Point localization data
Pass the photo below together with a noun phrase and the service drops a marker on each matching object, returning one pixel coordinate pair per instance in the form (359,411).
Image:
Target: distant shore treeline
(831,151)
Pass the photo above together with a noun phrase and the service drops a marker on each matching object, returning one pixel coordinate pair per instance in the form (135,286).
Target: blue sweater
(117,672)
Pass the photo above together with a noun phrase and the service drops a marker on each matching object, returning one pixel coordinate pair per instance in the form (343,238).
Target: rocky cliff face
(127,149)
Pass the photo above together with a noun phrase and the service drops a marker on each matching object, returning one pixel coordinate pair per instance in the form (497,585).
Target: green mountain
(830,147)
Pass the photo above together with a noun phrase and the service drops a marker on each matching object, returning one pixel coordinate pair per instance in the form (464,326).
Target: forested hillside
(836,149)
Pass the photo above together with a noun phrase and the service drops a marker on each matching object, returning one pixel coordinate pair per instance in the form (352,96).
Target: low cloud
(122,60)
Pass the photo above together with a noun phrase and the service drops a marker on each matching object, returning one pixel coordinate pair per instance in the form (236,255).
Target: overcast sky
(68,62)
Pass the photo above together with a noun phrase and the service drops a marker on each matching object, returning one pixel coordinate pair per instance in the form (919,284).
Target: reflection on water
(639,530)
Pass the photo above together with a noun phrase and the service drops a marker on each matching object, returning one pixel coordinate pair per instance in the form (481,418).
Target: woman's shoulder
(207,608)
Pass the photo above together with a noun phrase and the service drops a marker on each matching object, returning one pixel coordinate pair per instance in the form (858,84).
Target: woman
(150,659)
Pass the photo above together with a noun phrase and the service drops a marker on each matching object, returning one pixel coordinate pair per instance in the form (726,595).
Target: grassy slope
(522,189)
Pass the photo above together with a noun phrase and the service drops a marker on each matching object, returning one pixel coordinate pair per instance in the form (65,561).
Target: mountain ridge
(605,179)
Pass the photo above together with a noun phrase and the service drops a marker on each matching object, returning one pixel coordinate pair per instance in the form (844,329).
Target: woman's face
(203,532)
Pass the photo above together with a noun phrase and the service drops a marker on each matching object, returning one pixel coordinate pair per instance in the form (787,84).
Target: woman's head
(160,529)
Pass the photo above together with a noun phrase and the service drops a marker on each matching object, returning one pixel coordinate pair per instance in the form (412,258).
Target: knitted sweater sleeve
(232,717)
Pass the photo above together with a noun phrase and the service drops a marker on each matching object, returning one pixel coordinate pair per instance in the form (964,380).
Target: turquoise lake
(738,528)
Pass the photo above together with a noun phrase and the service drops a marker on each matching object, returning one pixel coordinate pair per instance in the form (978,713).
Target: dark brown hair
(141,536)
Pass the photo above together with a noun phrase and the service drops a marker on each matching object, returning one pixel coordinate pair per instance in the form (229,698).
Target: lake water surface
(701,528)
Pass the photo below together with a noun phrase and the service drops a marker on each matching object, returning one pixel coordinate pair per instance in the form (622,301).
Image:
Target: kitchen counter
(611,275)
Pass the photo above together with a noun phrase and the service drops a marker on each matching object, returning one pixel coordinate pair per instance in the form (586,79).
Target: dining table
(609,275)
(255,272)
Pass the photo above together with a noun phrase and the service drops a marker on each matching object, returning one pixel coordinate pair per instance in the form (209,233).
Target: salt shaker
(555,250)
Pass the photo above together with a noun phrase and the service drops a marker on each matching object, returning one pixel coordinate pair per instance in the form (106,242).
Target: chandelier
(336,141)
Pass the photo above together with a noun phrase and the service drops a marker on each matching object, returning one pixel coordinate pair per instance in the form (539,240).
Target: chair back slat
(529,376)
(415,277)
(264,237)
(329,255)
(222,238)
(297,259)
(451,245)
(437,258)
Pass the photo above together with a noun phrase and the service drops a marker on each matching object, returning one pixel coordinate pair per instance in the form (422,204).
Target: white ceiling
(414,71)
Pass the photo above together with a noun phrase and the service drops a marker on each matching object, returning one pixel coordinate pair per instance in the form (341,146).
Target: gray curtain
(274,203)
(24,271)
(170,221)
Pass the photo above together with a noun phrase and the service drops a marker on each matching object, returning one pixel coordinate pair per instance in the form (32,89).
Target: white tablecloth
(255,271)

## WHAT IS REQUIRED
Only the number is wanted: how many lines above include the word "below"?

## EXERCISE RESULT
2